EXERCISE DETAILS
Copy out the lines below, swapping "reddish planet" for "red planet" and keeping everything else the same.

◇ ◇ ◇ ◇ ◇

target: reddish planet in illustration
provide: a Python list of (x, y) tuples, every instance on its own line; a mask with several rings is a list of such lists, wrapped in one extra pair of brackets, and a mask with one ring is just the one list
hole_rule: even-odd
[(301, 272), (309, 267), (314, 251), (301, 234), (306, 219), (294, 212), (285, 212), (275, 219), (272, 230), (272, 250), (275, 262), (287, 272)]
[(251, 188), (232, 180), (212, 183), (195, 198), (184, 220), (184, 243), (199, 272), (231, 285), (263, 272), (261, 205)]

◇ ◇ ◇ ◇ ◇

EXERCISE RESPONSE
target: red planet in illustration
provide: a Python list of (x, y) tuples, every instance on its own line; a mask with several rings is a list of such lists, wrapped in one extra pair of brackets, and a mask with one ring is just the one list
hole_rule: even-odd
[(301, 272), (309, 267), (314, 251), (301, 234), (306, 219), (294, 212), (285, 212), (275, 219), (272, 230), (272, 250), (275, 262), (287, 272)]
[(251, 188), (232, 180), (212, 183), (195, 198), (184, 220), (184, 243), (199, 272), (231, 285), (263, 272), (261, 205)]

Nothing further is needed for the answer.